Recorded data
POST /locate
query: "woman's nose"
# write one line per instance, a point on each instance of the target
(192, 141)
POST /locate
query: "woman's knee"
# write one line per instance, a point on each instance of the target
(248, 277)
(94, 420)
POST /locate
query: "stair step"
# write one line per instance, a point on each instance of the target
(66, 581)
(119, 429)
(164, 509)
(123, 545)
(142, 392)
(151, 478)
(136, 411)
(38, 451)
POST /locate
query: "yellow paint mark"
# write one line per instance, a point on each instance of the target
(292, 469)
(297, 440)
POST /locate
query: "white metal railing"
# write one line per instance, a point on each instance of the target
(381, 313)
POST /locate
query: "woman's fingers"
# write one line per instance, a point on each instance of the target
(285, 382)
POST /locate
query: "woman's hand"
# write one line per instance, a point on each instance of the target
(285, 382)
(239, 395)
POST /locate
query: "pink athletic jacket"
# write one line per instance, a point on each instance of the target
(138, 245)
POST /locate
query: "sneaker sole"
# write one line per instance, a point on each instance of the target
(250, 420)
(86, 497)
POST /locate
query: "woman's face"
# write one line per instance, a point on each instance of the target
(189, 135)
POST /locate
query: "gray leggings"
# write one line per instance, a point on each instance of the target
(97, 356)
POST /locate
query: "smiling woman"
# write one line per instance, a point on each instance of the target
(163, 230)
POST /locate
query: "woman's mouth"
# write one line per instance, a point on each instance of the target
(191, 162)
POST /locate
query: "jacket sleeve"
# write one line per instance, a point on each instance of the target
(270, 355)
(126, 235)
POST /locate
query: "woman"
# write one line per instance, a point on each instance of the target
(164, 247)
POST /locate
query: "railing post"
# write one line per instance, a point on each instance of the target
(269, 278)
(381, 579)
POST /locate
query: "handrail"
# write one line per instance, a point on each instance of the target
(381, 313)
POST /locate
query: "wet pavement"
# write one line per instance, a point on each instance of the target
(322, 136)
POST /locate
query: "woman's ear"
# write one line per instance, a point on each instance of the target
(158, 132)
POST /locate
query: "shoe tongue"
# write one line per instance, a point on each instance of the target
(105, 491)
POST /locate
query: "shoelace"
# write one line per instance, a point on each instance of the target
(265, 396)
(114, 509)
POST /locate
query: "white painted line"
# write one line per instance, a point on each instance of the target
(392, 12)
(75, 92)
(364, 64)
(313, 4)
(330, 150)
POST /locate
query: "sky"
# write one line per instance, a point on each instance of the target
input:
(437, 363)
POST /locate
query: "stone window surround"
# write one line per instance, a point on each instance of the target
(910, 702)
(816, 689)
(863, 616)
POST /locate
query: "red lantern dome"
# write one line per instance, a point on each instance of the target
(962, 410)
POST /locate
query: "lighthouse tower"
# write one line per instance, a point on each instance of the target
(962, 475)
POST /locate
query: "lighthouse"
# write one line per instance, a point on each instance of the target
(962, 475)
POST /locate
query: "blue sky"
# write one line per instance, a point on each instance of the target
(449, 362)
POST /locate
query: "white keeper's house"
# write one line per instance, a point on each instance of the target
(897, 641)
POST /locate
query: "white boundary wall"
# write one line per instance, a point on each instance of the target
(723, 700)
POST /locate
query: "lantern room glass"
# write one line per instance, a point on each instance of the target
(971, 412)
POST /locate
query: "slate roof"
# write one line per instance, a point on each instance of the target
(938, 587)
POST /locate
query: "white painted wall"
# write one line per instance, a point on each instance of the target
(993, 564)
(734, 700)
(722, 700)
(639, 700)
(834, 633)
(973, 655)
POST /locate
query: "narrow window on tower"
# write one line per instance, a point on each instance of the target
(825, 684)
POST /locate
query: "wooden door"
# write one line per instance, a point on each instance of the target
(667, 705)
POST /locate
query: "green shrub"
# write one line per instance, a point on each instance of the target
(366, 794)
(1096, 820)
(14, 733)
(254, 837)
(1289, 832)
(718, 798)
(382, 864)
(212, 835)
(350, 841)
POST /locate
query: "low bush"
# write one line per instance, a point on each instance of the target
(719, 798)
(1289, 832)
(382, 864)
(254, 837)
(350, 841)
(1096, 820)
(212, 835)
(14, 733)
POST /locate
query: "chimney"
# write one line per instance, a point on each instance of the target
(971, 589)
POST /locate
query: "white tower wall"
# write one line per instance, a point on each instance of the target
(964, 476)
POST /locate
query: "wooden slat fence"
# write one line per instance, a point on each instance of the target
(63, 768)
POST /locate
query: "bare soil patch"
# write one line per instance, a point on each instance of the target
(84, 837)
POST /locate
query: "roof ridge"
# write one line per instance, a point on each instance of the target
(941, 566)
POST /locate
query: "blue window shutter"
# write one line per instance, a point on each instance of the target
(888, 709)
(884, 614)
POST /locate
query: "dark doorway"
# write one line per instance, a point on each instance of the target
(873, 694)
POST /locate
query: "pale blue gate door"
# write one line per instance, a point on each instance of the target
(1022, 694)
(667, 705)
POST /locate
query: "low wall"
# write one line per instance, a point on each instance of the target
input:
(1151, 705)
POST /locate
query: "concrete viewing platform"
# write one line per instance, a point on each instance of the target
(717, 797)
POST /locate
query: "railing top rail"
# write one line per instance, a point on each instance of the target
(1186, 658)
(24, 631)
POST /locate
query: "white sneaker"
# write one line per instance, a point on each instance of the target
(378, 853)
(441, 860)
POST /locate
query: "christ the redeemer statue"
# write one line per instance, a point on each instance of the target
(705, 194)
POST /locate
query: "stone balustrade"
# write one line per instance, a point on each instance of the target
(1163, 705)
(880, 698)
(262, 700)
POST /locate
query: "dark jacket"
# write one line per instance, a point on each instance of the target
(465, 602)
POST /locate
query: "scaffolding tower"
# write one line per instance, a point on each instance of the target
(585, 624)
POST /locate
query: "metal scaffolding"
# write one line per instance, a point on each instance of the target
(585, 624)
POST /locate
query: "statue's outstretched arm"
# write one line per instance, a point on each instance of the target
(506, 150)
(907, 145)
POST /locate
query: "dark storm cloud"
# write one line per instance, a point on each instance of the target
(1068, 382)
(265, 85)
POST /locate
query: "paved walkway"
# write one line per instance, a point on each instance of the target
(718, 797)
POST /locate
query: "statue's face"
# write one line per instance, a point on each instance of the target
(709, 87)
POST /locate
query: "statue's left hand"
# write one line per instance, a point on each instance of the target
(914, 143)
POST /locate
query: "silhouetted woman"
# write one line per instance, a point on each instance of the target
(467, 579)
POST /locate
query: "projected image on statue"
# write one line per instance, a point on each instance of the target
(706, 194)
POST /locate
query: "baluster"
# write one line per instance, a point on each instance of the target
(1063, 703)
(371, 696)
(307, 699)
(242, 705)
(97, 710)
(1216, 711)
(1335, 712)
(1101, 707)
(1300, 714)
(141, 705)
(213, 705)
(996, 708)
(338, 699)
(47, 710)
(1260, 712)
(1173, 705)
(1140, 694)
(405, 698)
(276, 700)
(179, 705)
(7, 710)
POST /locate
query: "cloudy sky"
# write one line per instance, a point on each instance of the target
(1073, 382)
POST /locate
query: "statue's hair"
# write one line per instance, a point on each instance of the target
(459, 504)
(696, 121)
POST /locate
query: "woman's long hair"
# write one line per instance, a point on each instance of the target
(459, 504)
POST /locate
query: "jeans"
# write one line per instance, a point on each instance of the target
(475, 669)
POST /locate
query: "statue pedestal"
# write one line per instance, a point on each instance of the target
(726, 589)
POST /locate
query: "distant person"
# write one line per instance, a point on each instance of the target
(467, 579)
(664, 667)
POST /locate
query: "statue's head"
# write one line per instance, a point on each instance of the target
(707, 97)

Aim of the exercise
Each line that mentions the string "scaffolding" must be copied from the listing.

Solution
query: "scaffolding tower"
query: "metal scaffolding"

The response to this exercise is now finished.